» **Consegna scritta 1**:
Individua nelle voci ogni riga in cui compare la stringa "grass" e ricopiala.

» **Brano riportato**:
========================================

Nel 1996 è entrata nella lista dei monumenti di conservazione dell’UNESCO ed è stata dichiarata
patrimonio mondiale dell’umanità. In occasione dell’ottantesimo anniversario della nascita del
Bauhaus, nel 2003, è stata completamente restaurata. Questo edificio
dall’aspetto austero venne
costruito con soluzioni
tecnologiche anticipatrici
delle metodologie
funzionali della nascente
“Nuova Oggettività”, che
avrebbe fatto derivare la
forma dalle necessità
funzionali, dai vincoli della
tecnologia e dai limiti
economici dell’intervento.
Il crescente sviluppo
industriale inoltre fece sì
che tra i personaggi
principali del Bauhaus si
volesse sperimentare una
progettazione
caratterizzata da processi
industriali.
La pianta della Haus am Horn è realizzata
sul modello della concezione spaziale a
nido d’ape. Il salotto, lo spazio principale e
più importante della casa, diventa il fulcro a
cui si affiancano gli spazi minori, le celle. Il
salotto costituisce quasi la metà della
superficie totale: 6x6m su 12.7x12.7m. La
suddivisione interna è percepibile anche
dall’esterno, anche grazie al rialzamento
centrale che permette alla luce di entrare
nella parte più protetta e più importante
della casa. In ogni camera la funzione era
importante e insostituibile. IX
La cucina ad esempio doveva essere un luogo funzionale ma non avrebbe potuto fungere anche da
sala da pranzo perché la forma non sarebbe stata adeguata a questo scopo.
Dai disegni è possibile osservare una chiara ricerca di armonia delle forme e purezza dei volumi. Si
tratta di una pianta molto semplice e pulita, con uno scopo ben chiaro: far emergere il salotto come
fulcro dell’intera abitazione. Una tale attenzione per questa zona della residenza sarà una
caratteristica sviluppata ancora di più in altri ambiti del Movimento Moderno, in particolar modo
Frank Lloyd Wright ne farà un vero e proprio tema di progettazione, sulla base di una nuova
concezione del ruolo dell’industria nella vita quotidiana e del riflesso che questa avrebbe avuto
all’interno della famiglia.

========================================

» **Consegna scritta 2**:
Scrivi il seguito del brano sulla Haus am Horn, riprendendo subito dopo la sua ultima frase.

========================================

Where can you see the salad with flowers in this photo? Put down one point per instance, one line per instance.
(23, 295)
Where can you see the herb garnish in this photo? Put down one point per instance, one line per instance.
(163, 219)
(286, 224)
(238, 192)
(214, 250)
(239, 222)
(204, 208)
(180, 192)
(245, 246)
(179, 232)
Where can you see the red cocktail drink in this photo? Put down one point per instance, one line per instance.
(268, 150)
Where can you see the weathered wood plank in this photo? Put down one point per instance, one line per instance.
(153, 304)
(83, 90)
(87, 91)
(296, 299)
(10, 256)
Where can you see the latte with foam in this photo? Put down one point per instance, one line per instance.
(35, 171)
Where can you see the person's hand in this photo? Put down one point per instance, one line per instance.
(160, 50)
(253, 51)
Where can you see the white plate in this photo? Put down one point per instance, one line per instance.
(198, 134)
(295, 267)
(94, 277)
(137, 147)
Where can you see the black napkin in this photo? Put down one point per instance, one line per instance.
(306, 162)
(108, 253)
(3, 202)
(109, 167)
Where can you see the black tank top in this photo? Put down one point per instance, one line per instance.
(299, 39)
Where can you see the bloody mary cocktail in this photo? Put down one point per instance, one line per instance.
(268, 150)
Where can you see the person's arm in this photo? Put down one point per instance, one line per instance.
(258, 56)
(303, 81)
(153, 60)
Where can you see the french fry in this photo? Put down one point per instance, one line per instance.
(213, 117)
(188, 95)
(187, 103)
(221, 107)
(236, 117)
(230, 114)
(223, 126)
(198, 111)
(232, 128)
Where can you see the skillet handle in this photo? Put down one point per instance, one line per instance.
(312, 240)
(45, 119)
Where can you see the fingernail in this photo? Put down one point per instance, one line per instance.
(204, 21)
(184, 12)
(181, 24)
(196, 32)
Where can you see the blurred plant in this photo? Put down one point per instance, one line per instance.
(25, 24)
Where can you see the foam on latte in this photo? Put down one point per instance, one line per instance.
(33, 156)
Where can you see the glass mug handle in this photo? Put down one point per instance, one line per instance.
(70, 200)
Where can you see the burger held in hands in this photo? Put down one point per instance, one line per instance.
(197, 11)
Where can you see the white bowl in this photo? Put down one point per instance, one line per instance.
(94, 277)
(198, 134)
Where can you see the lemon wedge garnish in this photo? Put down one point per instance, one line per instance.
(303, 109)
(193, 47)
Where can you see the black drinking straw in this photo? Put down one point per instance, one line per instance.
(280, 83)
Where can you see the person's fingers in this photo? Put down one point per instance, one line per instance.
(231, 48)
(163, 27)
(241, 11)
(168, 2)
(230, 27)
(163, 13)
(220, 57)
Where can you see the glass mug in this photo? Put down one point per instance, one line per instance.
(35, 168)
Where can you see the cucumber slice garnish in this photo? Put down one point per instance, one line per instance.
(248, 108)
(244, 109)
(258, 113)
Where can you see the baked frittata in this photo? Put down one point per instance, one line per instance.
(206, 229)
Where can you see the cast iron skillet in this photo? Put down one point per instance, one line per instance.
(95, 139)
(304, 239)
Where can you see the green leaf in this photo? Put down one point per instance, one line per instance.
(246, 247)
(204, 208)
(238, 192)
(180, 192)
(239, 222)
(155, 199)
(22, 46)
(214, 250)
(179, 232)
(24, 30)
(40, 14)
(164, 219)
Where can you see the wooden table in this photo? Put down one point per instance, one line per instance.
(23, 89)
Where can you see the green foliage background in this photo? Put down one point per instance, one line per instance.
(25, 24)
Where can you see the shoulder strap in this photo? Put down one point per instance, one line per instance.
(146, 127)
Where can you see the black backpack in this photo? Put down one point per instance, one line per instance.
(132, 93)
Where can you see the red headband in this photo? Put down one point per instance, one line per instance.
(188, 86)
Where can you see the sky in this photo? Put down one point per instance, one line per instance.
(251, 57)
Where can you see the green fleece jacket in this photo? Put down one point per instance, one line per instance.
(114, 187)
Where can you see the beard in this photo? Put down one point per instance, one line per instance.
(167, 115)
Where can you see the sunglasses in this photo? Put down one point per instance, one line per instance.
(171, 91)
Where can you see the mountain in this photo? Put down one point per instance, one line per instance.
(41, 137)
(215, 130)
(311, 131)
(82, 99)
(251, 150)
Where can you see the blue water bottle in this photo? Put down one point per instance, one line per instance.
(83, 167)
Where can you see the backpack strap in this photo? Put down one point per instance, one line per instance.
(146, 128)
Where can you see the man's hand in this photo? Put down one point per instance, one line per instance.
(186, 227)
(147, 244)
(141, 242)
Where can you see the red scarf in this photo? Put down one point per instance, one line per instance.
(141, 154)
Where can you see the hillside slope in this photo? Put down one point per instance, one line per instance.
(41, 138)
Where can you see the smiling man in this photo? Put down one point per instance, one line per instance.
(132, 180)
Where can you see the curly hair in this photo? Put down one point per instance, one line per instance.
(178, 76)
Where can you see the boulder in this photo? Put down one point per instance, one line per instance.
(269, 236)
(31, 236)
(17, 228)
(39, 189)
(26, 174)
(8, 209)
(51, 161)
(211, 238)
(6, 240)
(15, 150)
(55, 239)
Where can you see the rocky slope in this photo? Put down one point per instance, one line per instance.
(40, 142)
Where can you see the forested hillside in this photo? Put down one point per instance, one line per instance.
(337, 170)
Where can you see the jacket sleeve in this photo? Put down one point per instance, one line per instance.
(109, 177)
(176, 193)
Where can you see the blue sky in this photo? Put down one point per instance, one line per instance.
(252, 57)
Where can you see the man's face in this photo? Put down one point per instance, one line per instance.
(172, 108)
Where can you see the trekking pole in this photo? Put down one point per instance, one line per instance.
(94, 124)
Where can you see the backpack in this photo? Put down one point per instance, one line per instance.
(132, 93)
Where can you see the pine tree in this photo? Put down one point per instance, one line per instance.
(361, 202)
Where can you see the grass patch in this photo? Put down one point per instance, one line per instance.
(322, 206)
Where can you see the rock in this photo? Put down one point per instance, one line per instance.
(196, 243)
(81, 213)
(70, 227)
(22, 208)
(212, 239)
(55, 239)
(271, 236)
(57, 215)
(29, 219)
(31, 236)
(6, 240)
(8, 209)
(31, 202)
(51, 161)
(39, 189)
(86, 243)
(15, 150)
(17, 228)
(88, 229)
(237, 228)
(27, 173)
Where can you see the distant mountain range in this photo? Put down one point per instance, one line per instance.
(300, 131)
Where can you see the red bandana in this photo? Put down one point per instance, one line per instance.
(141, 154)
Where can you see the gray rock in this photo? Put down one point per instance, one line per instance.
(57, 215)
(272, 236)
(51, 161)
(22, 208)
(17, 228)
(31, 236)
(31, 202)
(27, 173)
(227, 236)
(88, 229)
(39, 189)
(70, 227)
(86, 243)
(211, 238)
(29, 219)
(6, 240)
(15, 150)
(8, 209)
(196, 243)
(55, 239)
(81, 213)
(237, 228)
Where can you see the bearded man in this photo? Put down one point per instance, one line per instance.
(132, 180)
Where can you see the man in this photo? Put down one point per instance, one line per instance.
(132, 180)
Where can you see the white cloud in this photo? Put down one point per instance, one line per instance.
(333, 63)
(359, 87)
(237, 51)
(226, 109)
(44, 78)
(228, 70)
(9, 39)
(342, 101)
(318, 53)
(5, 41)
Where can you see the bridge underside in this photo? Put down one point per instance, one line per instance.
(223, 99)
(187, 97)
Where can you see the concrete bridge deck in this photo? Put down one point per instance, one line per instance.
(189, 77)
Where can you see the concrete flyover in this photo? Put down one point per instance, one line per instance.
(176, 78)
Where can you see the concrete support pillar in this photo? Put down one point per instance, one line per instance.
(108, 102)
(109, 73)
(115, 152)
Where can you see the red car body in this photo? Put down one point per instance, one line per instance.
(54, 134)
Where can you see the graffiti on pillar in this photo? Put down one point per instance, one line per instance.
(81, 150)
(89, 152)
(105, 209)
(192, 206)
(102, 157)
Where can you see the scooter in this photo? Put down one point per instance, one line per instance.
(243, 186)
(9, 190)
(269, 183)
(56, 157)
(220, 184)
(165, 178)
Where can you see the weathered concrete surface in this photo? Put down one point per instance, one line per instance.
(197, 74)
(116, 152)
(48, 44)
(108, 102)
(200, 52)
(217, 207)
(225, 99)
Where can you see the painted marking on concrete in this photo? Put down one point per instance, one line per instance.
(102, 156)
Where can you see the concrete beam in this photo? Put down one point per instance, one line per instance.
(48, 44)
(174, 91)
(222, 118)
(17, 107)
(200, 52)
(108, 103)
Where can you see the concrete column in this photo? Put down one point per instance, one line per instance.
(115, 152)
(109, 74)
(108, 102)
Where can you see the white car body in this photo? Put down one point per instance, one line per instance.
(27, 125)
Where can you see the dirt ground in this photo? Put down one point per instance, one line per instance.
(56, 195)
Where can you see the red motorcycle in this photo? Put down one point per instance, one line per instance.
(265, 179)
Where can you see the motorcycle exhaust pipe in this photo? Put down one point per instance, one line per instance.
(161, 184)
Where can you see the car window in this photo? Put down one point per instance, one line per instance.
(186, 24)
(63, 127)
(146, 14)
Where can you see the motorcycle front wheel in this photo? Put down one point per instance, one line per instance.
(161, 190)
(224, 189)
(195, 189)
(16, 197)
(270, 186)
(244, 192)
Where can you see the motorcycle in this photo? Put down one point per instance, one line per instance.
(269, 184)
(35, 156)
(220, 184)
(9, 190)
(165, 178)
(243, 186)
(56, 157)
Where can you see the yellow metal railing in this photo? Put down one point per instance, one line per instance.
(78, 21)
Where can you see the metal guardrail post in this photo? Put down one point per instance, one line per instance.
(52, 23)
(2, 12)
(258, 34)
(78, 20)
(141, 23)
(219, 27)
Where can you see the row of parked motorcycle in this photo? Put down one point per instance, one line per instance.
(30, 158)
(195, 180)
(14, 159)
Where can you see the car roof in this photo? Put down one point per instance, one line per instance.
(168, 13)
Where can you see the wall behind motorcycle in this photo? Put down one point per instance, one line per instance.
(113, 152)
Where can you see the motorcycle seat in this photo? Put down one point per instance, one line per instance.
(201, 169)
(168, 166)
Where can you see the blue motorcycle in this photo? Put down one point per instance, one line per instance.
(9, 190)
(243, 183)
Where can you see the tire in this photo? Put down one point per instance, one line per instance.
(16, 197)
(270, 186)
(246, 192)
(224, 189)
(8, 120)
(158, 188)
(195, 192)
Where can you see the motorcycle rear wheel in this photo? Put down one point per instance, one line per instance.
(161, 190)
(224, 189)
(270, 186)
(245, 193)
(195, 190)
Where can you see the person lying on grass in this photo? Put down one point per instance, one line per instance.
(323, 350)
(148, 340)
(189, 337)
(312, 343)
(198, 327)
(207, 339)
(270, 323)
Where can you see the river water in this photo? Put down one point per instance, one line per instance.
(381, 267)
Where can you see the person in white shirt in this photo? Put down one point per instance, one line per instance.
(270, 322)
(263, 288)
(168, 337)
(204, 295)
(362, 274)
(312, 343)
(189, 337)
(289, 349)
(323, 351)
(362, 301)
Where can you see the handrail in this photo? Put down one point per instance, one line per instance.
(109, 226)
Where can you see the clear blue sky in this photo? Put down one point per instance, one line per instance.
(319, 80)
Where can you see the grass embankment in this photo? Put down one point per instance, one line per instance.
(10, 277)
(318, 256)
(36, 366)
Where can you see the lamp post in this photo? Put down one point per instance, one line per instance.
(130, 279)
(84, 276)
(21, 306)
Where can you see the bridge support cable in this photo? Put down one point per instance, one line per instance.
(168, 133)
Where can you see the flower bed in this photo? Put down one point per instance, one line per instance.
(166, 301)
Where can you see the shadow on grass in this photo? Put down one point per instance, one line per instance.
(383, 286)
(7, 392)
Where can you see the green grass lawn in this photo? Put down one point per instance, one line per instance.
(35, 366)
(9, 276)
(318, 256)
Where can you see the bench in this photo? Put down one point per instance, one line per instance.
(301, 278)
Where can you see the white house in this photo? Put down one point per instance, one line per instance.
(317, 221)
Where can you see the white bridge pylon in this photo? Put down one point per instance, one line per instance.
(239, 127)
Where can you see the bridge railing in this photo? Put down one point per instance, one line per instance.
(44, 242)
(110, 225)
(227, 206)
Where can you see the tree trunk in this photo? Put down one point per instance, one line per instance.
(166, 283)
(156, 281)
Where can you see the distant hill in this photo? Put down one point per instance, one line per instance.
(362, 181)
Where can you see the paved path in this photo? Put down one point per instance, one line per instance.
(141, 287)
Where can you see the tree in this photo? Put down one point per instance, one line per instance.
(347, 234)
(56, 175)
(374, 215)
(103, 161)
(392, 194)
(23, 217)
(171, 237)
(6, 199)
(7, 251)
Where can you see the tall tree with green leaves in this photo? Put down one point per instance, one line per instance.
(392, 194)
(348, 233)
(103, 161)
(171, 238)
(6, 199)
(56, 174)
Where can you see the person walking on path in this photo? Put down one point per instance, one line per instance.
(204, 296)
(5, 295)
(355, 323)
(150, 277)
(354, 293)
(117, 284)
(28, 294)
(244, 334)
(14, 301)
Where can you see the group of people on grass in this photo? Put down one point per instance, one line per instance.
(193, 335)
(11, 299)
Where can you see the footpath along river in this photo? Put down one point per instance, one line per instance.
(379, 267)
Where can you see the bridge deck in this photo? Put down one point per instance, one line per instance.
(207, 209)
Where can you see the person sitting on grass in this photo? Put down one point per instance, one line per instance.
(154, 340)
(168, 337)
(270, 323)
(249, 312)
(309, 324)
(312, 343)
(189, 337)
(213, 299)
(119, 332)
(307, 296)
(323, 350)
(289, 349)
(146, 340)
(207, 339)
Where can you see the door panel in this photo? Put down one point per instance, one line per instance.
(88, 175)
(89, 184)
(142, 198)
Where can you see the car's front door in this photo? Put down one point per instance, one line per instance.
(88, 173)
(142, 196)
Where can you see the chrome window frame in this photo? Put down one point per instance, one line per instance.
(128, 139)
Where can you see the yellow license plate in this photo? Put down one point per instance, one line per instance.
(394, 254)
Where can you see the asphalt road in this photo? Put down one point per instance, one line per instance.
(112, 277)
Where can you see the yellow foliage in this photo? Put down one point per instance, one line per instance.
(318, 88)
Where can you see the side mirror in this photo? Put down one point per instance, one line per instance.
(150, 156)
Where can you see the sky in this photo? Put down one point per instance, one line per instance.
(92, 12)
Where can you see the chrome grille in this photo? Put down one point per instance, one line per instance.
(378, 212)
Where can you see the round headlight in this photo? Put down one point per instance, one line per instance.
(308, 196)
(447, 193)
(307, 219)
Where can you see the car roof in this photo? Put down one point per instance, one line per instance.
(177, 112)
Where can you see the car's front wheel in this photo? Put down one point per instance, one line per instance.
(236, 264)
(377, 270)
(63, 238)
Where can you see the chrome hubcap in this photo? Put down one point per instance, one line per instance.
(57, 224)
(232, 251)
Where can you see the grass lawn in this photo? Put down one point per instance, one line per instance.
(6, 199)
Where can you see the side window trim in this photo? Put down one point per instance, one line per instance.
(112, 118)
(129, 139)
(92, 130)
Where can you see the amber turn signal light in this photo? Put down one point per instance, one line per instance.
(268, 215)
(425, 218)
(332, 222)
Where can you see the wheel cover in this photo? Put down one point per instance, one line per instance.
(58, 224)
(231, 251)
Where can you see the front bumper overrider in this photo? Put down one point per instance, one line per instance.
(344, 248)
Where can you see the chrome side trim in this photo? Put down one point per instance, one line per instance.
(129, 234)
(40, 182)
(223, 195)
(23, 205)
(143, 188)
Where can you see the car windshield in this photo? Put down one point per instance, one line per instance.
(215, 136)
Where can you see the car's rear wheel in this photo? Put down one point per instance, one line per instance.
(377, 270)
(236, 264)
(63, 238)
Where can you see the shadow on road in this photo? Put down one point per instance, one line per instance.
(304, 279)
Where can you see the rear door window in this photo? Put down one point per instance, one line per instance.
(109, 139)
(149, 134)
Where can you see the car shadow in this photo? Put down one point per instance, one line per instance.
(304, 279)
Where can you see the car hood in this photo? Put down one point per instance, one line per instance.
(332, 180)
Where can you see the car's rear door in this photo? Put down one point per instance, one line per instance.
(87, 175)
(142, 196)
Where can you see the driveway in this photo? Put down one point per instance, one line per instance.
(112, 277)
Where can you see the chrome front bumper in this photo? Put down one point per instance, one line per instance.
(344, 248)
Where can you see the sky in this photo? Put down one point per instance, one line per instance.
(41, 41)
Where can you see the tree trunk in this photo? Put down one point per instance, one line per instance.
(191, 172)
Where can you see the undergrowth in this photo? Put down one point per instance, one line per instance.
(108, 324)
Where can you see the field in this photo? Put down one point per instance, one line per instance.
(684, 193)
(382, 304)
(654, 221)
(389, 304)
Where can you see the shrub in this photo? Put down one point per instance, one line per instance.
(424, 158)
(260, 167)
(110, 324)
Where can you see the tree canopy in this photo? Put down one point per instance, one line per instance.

========================================

» **Risposta esercizio 1**:
Where can you see the grass patch in this photo? Put down one point per instance, one line per instance.
Where can you see the person lying on grass in this photo? Put down one point per instance, one line per instance.
Where can you see the grass embankment in this photo? Put down one point per instance, one line per instance.
Where can you see the shadow on grass in this photo? Put down one point per instance, one line per instance.
Where can you see the green grass lawn in this photo? Put down one point per instance, one line per instance.
Where can you see the group of people on grass in this photo? Put down one point per instance, one line per instance.
Where can you see the person sitting on grass in this photo? Put down one point per instance, one line per instance.
Where can you see the grass lawn in this photo? Put down one point per instance, one line per instance.

» **Risposta esercizio 2**:
Negli anni venti Gropius alternò progetti di edifici singoli a progetti di interi quartieri popolari,
svolgendo attività di urbanista e impegnandosi al pari di architetti razionalisti in programmi di
edilizia a basso costo. Cercò di mettere a punto un modello di casa-tipo le cui componenti fossero
producibili in serie. Sperimentò sistemi di prefabbricazione: l’impiego di elementi prefabbricati nella
costruzione di un edificio permetteva di ridurre drasticamente i tempi di apertura del cantiere e
conseguentemente i costi dell’immobile. Egli allo stesso tempo prestò grande attenzione alla
salubrità e all’illuminazione degli ambienti e previde che la presenza di ampi giardini intorno agli
edifici avrebbe reso più gradevole l’insieme.
L’architettura di Walter Gropius si concretizzò in un momento storico in cui la costruzione era un
tema delicatamente trattato e stravolto, andandosi a contrapporre al passato. Si iniziava a parlare
finalmente di civiltà tecnologica. Il grande pubblico venne scosso dal torpore in cui si era adagiato
fino ad allora e fu travolto da un profondo interesse per un tema che non riguardava il singolo ma la
comunità. Gropius definì questo processo di creazione di una nuova architettura “non frutto del
capriccio personale di un pugno di architetti avidi di innovazione a tutti i costi, ma semplicemente il
prodotto logico e ineluttabile delle condizioni intellettuali, sociali e tecniche della nostra epoca”¹³.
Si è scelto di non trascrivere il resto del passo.